• **Problem statement**
What is needed is every line of the data that includes the word "leather". Please copy each one.

• **Available data**
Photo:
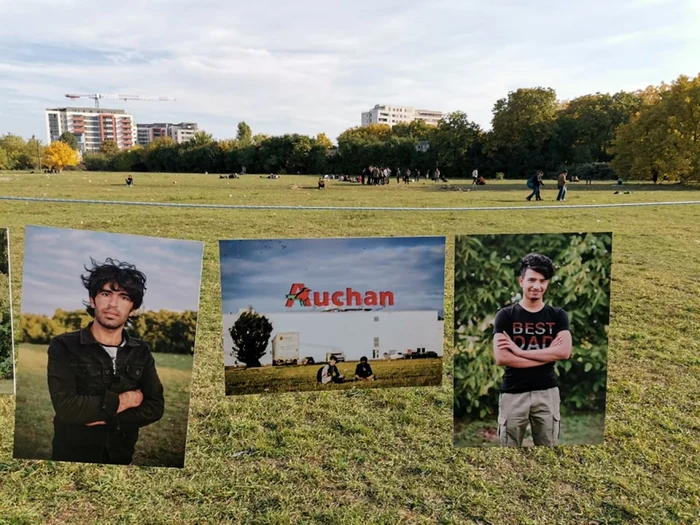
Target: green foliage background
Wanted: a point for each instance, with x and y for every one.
(5, 315)
(486, 271)
(164, 331)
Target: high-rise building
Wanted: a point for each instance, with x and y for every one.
(391, 115)
(91, 126)
(180, 133)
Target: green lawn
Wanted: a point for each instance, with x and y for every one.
(386, 456)
(268, 379)
(160, 444)
(576, 429)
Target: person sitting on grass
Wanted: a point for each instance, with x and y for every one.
(363, 371)
(330, 373)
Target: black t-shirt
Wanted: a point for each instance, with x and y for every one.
(530, 331)
(363, 370)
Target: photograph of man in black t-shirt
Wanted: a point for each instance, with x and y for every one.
(529, 337)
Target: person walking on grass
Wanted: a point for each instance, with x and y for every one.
(529, 337)
(535, 183)
(561, 185)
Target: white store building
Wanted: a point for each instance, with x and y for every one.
(355, 333)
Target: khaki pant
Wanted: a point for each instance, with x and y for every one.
(540, 408)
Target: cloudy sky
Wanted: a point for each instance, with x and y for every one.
(55, 258)
(310, 66)
(260, 273)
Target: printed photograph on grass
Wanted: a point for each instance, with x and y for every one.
(7, 372)
(531, 338)
(327, 314)
(108, 326)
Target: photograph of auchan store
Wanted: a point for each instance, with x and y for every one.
(322, 325)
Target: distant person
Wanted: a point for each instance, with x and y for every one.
(363, 370)
(103, 383)
(329, 373)
(529, 337)
(561, 185)
(534, 184)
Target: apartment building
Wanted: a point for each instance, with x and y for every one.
(91, 126)
(180, 133)
(391, 115)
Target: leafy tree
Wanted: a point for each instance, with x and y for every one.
(69, 139)
(456, 142)
(523, 125)
(486, 270)
(109, 148)
(251, 334)
(586, 126)
(60, 155)
(664, 135)
(323, 141)
(244, 136)
(201, 138)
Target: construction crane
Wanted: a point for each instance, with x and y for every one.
(97, 96)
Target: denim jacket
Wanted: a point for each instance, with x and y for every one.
(85, 388)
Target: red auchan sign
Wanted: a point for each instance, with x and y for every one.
(304, 296)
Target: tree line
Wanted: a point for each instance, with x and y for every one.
(631, 134)
(164, 331)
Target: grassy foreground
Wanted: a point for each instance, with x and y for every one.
(162, 443)
(386, 455)
(268, 379)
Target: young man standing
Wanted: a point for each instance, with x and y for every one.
(561, 185)
(103, 383)
(529, 337)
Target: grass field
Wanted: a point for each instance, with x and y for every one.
(386, 455)
(160, 444)
(269, 379)
(576, 429)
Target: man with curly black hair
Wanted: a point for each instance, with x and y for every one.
(103, 383)
(529, 337)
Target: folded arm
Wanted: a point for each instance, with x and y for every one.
(63, 389)
(152, 407)
(503, 352)
(559, 350)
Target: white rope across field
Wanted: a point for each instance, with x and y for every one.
(344, 208)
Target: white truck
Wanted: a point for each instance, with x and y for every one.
(285, 348)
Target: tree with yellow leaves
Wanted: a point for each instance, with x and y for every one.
(59, 155)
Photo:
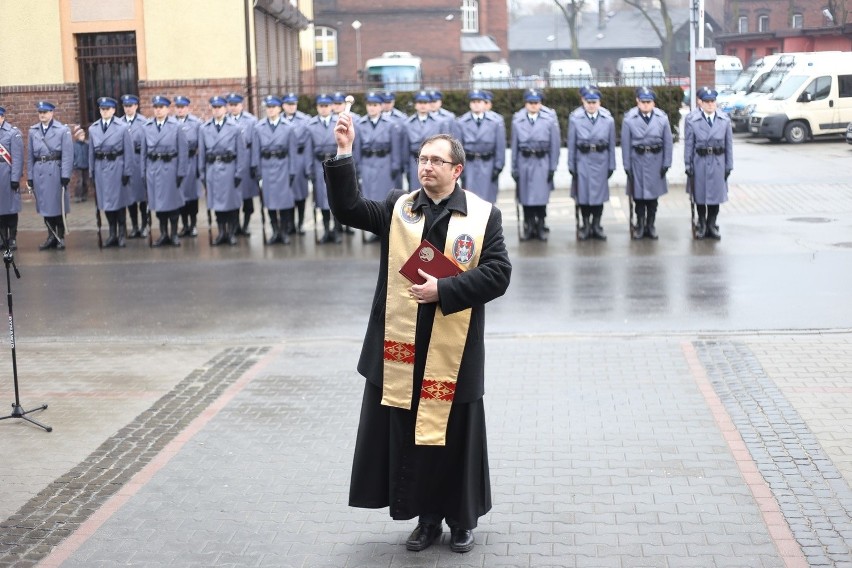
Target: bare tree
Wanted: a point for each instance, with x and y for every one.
(571, 10)
(666, 34)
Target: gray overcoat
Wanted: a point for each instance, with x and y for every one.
(115, 148)
(645, 150)
(50, 157)
(591, 168)
(535, 153)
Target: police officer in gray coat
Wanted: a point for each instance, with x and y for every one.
(591, 160)
(164, 163)
(298, 120)
(248, 184)
(484, 143)
(138, 207)
(646, 152)
(50, 159)
(376, 151)
(11, 170)
(222, 155)
(535, 154)
(321, 146)
(274, 155)
(191, 186)
(415, 129)
(111, 159)
(708, 155)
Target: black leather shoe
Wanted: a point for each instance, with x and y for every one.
(423, 536)
(461, 540)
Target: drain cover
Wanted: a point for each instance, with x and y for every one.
(810, 220)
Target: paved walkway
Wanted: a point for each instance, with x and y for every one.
(605, 450)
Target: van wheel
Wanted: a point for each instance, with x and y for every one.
(796, 132)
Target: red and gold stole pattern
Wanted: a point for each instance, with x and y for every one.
(465, 236)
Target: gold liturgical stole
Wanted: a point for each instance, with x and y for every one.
(465, 236)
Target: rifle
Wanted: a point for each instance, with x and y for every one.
(98, 216)
(262, 212)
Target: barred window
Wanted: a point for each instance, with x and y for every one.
(325, 45)
(470, 16)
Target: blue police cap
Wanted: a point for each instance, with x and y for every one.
(645, 94)
(422, 97)
(706, 94)
(532, 96)
(590, 93)
(233, 98)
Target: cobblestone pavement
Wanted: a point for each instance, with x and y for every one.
(605, 451)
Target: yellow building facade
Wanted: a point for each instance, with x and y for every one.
(71, 52)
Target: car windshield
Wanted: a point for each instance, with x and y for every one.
(788, 87)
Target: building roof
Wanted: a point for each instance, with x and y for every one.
(478, 44)
(623, 30)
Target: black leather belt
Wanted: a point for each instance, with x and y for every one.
(710, 150)
(111, 156)
(165, 157)
(226, 158)
(376, 153)
(586, 148)
(651, 149)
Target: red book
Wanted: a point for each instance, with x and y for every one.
(431, 261)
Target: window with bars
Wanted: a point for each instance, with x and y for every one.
(325, 46)
(470, 16)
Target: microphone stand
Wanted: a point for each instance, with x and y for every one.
(17, 409)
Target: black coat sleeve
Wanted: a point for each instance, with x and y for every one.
(490, 278)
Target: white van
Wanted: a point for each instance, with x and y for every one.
(815, 99)
(491, 76)
(728, 68)
(569, 73)
(640, 72)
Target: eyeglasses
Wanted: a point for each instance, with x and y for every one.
(435, 161)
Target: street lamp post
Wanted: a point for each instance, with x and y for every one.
(356, 25)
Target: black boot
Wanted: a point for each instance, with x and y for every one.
(276, 229)
(584, 230)
(174, 238)
(712, 227)
(163, 239)
(59, 226)
(650, 229)
(597, 231)
(112, 239)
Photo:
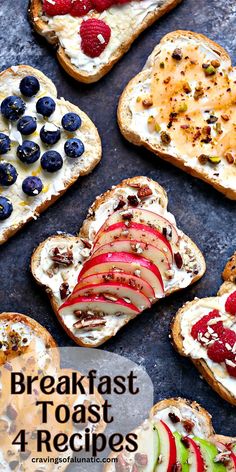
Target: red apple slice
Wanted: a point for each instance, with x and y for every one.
(129, 263)
(137, 231)
(196, 463)
(97, 305)
(113, 290)
(122, 278)
(139, 215)
(168, 451)
(135, 247)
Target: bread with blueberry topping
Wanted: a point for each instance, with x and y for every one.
(127, 255)
(42, 151)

• **Answer for the task**
Target: black leather shoe
Target: black leather belt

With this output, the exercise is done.